- Supplied text:
An often asked question by new HPC cluster users is, What kind of interconnects (networks) are available? This question is important because the network is perhaps the single most important factor in terms of cluster performance. GigE, 10 GigE, Infiniband: Which one is right for you?

An often asked question by new HPC cluster users is, What kind of interconnects (networks) are available? This question is important because the network is perhaps the single most important factor in terms of cluster performance. It can limit top end performance and also determine the scalability (that is the ability to improve performance as you add more processing power). The most common interconnect in use today is Gigabit Ethernet (GigE). It offers good performance for many applications and is inexpensive (most server motherboards already have at least 2 GigE NICs and most desktops have at least one or more GigE NICs). But, there are other networks that are gaining popularity.

These networks are usually higher performing networks such as Infiniband and 10 Gigabit Ethernet (often written “10GigE”). As the volume of shipments increases, the price of these interconnects has been falling and may now be the price/performance winner for many applications. Moreover, with the advent of multi-core these high speed networks may change how clusters are designed and operated. The interconnect is an important choice when designing a cluster and ultimately the choice depends upon on your code, requirements, and budget.

- Direction: Please name the most common interconnect in use today, according to the text on cluster interconnects.

- Given information:

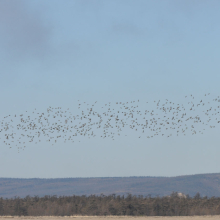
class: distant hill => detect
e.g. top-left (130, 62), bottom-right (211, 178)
top-left (0, 173), bottom-right (220, 198)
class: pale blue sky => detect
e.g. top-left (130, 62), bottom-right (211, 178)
top-left (0, 0), bottom-right (220, 178)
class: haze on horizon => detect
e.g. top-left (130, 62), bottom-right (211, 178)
top-left (0, 0), bottom-right (220, 178)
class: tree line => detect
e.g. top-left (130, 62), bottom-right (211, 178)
top-left (0, 192), bottom-right (220, 216)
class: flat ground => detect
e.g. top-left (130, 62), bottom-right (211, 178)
top-left (0, 215), bottom-right (220, 220)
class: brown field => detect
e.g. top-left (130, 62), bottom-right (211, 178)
top-left (0, 215), bottom-right (220, 220)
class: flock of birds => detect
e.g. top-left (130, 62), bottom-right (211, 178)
top-left (0, 94), bottom-right (220, 150)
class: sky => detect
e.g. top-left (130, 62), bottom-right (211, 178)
top-left (0, 0), bottom-right (220, 178)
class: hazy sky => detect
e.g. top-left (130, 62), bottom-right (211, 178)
top-left (0, 0), bottom-right (220, 178)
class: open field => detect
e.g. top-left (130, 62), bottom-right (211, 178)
top-left (0, 215), bottom-right (220, 220)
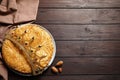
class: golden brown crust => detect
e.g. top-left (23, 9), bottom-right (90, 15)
top-left (2, 24), bottom-right (54, 73)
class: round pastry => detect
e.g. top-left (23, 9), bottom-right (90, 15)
top-left (2, 24), bottom-right (56, 75)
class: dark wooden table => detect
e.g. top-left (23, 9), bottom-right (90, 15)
top-left (9, 0), bottom-right (120, 80)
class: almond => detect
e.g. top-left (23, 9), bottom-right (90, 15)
top-left (58, 68), bottom-right (62, 73)
top-left (55, 61), bottom-right (63, 67)
top-left (51, 66), bottom-right (59, 73)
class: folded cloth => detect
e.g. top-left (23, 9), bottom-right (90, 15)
top-left (0, 54), bottom-right (8, 80)
top-left (0, 0), bottom-right (39, 80)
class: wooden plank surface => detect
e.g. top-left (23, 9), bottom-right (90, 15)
top-left (36, 9), bottom-right (120, 24)
top-left (9, 74), bottom-right (120, 80)
top-left (39, 0), bottom-right (120, 8)
top-left (40, 24), bottom-right (120, 40)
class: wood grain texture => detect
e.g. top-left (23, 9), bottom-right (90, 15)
top-left (56, 41), bottom-right (120, 58)
top-left (9, 74), bottom-right (120, 80)
top-left (40, 0), bottom-right (120, 8)
top-left (36, 9), bottom-right (120, 24)
top-left (39, 25), bottom-right (120, 41)
top-left (8, 58), bottom-right (120, 76)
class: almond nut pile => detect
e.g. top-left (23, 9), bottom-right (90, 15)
top-left (51, 61), bottom-right (63, 73)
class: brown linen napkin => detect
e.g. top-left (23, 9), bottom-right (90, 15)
top-left (0, 0), bottom-right (39, 80)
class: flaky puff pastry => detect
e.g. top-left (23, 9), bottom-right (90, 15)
top-left (2, 24), bottom-right (54, 73)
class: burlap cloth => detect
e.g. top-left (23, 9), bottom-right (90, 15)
top-left (0, 0), bottom-right (39, 80)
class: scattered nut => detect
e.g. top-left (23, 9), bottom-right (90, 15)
top-left (51, 66), bottom-right (59, 73)
top-left (58, 68), bottom-right (62, 73)
top-left (55, 61), bottom-right (63, 67)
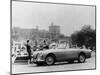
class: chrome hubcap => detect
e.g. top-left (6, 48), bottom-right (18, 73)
top-left (46, 57), bottom-right (54, 65)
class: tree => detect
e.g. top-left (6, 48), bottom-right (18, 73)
top-left (71, 25), bottom-right (96, 48)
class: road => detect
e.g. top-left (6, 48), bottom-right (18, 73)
top-left (12, 52), bottom-right (95, 74)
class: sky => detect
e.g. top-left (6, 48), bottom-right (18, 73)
top-left (12, 1), bottom-right (95, 36)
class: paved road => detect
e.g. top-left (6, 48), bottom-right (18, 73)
top-left (12, 52), bottom-right (95, 74)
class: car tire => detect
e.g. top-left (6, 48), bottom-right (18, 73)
top-left (78, 54), bottom-right (86, 63)
top-left (68, 60), bottom-right (74, 63)
top-left (36, 62), bottom-right (43, 66)
top-left (45, 55), bottom-right (55, 66)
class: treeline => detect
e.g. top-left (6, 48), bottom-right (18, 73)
top-left (71, 25), bottom-right (96, 50)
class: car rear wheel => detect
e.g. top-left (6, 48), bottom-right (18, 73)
top-left (36, 62), bottom-right (43, 66)
top-left (45, 56), bottom-right (55, 65)
top-left (78, 54), bottom-right (86, 63)
top-left (68, 60), bottom-right (74, 63)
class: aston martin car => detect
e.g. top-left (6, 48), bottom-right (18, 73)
top-left (33, 44), bottom-right (91, 65)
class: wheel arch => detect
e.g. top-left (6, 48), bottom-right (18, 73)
top-left (78, 52), bottom-right (86, 58)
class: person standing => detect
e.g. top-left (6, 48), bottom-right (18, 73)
top-left (26, 40), bottom-right (31, 64)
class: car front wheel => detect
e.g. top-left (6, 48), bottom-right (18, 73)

- Solved problem: Gigabit Ethernet (GigE)